* begin Material for the task *

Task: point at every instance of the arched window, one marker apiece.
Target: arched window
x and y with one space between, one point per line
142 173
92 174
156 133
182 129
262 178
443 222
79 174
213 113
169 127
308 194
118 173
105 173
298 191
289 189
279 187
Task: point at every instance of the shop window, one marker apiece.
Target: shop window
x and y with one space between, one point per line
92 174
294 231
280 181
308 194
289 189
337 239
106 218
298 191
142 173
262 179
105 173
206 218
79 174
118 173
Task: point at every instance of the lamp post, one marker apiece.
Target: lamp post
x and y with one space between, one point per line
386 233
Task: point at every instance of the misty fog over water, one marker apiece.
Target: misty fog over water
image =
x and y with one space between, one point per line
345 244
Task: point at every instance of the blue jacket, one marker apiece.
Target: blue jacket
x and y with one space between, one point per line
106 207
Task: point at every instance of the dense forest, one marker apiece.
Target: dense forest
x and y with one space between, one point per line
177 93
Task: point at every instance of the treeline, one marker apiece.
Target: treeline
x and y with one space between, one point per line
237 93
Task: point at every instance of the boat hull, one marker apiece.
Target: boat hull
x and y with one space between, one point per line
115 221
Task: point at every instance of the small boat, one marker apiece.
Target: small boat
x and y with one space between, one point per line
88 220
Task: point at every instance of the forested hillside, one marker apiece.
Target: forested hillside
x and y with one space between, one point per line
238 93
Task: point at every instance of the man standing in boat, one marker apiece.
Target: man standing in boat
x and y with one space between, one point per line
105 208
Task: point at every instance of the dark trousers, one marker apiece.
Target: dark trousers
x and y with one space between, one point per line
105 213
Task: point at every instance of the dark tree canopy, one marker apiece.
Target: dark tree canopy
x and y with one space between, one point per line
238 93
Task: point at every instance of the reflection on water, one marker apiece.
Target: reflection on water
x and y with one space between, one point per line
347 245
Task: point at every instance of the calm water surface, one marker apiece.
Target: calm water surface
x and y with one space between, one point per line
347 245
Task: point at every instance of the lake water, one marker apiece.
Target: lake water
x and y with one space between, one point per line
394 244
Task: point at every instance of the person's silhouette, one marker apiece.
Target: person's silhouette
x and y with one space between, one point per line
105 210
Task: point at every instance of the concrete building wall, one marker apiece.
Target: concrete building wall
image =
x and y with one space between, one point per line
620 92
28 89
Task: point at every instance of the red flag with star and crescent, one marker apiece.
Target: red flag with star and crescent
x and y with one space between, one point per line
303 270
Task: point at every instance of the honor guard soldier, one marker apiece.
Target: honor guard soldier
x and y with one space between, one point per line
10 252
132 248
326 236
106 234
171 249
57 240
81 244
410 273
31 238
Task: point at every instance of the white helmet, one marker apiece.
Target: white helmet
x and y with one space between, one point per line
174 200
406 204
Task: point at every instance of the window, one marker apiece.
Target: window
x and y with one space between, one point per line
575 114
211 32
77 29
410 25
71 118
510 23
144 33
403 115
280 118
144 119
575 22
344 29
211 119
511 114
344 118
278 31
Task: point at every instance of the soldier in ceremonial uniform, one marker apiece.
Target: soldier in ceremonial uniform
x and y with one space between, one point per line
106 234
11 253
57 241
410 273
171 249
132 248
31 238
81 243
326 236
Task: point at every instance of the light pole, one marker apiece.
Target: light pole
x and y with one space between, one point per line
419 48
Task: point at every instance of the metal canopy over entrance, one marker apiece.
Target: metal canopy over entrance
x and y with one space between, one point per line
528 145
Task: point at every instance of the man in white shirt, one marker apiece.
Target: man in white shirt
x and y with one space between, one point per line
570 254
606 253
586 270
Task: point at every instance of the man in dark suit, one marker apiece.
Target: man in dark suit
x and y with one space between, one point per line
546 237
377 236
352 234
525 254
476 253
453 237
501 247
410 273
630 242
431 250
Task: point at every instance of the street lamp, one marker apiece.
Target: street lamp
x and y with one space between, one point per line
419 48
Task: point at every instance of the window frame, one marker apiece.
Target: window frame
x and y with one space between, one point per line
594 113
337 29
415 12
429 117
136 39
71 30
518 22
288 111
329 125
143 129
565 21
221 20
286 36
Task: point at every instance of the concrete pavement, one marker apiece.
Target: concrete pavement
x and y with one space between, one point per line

* end Material for the task *

Required task
Copy the listing above line for line, with every line unchanged.

Exercise solution
Task: point at every instance of the arched window, one marker apiece.
Target: arched window
x and y with one space between, one point per line
142 173
92 174
156 133
182 129
262 178
443 222
79 174
213 113
169 127
308 194
118 173
105 173
298 191
289 189
279 187
Task: point at every instance of the shop window, one marker apiece.
Target: shop window
x and y with one space between, one point per line
92 174
294 231
280 181
308 194
289 189
337 239
106 218
298 191
142 173
262 179
105 173
206 218
79 174
118 173
Task: point at every instance of the lamp post, one marker apiece.
Target: lamp post
x and y with one space between, one point per line
386 233
Task: point at every instance of the misty fog over water, one marker apiece.
Target: misty fog over water
image =
x and y with one space between, one point per line
345 244
Task: point at every instance of the blue jacket, one marker apiece.
Target: blue jacket
x and y with one space between, one point per line
106 207
Task: point at every instance of the dense forest, one marker apiece.
Target: dense forest
x and y with one space between, one point per line
177 93
Task: point at every instance of the treeline, one marker apiece.
Target: treeline
x and y with one space between, one point per line
237 93
Task: point at every instance of the boat hull, one marker apiece.
Target: boat hull
x and y with one space between, one point per line
115 221
Task: point at every instance of the small boat, one marker apiece.
Target: small boat
x and y with one space between, one point per line
88 220
Task: point at every instance of the forested hillside, one marker apiece.
Target: forested hillside
x and y with one space between, one point per line
238 93
Task: point at every instance of the man standing in boat, one marker apiece.
Target: man standing in boat
x and y with one space between, one point per line
105 208
Task: point at every instance of the dark trousers, one marker apiece.
Target: dark trousers
x and y with one space between, one point per line
105 213
Task: point at every instance of the dark tree canopy, one marker apiece.
Target: dark tree canopy
x and y with one space between, one point per line
238 93
Task: point at every instance of the reflection on water, one marker apiece.
Target: reflection on water
x and y with one space between, one point per line
347 245
Task: point at every instance of the calm water surface, one marker apiece.
Target: calm water surface
x and y with one space between, one point per line
347 245
Task: point at every instance of the lake water, one marker apiece.
Target: lake water
x and y with one space between, one point per line
394 244
Task: point at every instance of the person's silhouette, one marker apiece.
Target: person's silhouette
x and y with one space between, one point per line
105 210
Task: point at every instance of the concrete building wall, one marker apiece.
Target: concrete building wall
image =
x and y with one space between, one point per line
620 92
28 89
Task: point at every instance of the red flag with star and crescent, one marker apiece.
Target: red flag with star and crescent
x and y with one space between, one point per line
303 270
Task: point at every instance of the honor guard soldier, one marker apiece.
Target: honor guard soldier
x and y with one space between, one point per line
10 252
132 248
326 236
106 234
171 249
57 240
81 244
410 273
31 238
Task: point at every instance of the white helmet, one marker apiece.
Target: white helmet
x and y with one space between, one point per line
174 200
406 204
Task: point at every instance of the window, one marker apiece.
Target: window
x and y with one space between, one point per line
575 114
211 32
77 29
410 25
71 118
510 23
144 33
403 115
280 118
144 119
575 22
344 29
211 119
511 114
344 118
278 31
Task: point at every instance of the soldier in ceremonial uniform, one marker apiece.
Target: soldier in ceremonial uniform
x and y with one space between, one point per line
106 234
11 253
57 241
410 273
171 249
132 248
31 238
81 243
326 236
Task: point at every instance of the light pole, one marker apiece.
Target: light pole
x and y with one space between, one point per line
419 48
Task: point at every instance of the metal canopy over entrance, one marker apiece.
Target: metal canopy over entrance
x and y with one space between, one point per line
528 145
Task: point at every instance of the man in white shirt, one marker apiece.
Target: man in white shirt
x and y with one space between, one point per line
570 254
606 253
586 270
Task: point at every instance of the man in dark suit, one marker apiece.
Target: man in dark suit
x and y with one space between, one point per line
546 237
377 236
352 234
525 254
476 253
453 237
501 247
410 273
630 242
431 250
Task: point at every instance of the street lamp, one marker apiece.
Target: street lamp
x and y with one space between, one point per line
419 48
Task: point at every instance of the window frame, one marker apiece.
Target: window frame
x and y with one space between, one point per line
594 113
337 29
415 12
429 117
136 39
71 30
518 22
288 111
329 125
143 129
565 21
221 20
286 36
Task: point at every instance of the concrete pavement, one marker apiece.
Target: concrete pavement
x and y with one space between, one point per line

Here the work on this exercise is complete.